▸ **Exercise brief**
The records that follow must be reproduced in full, exactly as written.

Source data section start

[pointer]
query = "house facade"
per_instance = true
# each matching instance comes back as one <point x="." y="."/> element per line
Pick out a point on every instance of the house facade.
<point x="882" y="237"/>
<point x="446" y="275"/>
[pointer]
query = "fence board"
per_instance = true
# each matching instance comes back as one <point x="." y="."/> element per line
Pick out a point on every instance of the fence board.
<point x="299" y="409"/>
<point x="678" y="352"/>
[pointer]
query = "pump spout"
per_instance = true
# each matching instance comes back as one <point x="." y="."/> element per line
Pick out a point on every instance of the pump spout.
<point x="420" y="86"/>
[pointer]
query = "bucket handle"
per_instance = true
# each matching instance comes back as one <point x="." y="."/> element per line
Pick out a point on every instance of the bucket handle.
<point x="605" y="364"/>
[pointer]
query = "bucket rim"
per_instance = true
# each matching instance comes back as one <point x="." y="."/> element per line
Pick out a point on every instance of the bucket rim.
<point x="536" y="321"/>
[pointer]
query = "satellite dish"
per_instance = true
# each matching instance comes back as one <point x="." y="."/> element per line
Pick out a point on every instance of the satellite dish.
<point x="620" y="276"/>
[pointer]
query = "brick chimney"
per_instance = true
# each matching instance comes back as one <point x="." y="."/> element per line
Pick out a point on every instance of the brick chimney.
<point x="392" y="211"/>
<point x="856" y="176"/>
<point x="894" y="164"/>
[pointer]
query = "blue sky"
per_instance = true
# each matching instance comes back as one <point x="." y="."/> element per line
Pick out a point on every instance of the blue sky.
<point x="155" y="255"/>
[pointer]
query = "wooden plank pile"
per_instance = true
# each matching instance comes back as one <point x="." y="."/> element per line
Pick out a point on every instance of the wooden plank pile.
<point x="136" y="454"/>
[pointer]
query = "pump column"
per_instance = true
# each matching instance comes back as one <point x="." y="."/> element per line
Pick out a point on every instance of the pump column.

Source data section end

▸ **Worked solution**
[pointer]
query = "house facade"
per_instance = true
# each matching instance comes back as one <point x="." y="."/> element per line
Pick out a point on every instance of the house facade.
<point x="882" y="237"/>
<point x="446" y="275"/>
[pointer]
query = "fence board"
per_instance = true
# each matching instance comes back as one <point x="." y="."/> element per line
Pick out a point on every instance of the fence board.
<point x="299" y="409"/>
<point x="678" y="352"/>
[pointer]
query = "pump spout"
per_instance = true
# each matching instance comes back as one <point x="." y="."/> element per line
Pick out a point on every instance of the pump spout.
<point x="420" y="86"/>
[pointer]
query = "bucket handle"
per_instance = true
# each matching instance comes back as one <point x="." y="."/> element per line
Pick out a point on every instance of the bucket handle.
<point x="605" y="364"/>
[pointer]
query = "bucket rim"
per_instance = true
# each matching instance comes back as one <point x="." y="."/> element per line
Pick out a point on every instance of the bucket rim.
<point x="536" y="321"/>
[pointer]
query = "satellite dish"
per_instance = true
# each matching instance comes back as one <point x="." y="."/> element per line
Pick out a point on every instance of the satellite dish.
<point x="620" y="276"/>
[pointer]
query = "brick chimney"
per_instance = true
# each matching instance comes back as one <point x="." y="."/> element per line
Pick out a point on every instance of the brick chimney.
<point x="392" y="211"/>
<point x="856" y="176"/>
<point x="894" y="164"/>
[pointer]
query = "blue sky"
per_instance = true
# each matching instance comes back as one <point x="." y="."/> element per line
Pick out a point on every instance of the blue sky.
<point x="155" y="255"/>
[pointer]
query = "wooden plank pile"
per_instance = true
# each matching instance comes back as one <point x="." y="."/> element per line
Pick out a point on every instance of the wooden plank pile.
<point x="136" y="454"/>
[pointer]
query = "pump column"
per_instance = true
# each matching instance comes back as one <point x="." y="."/> element per line
Pick out a point on every instance of the pump column.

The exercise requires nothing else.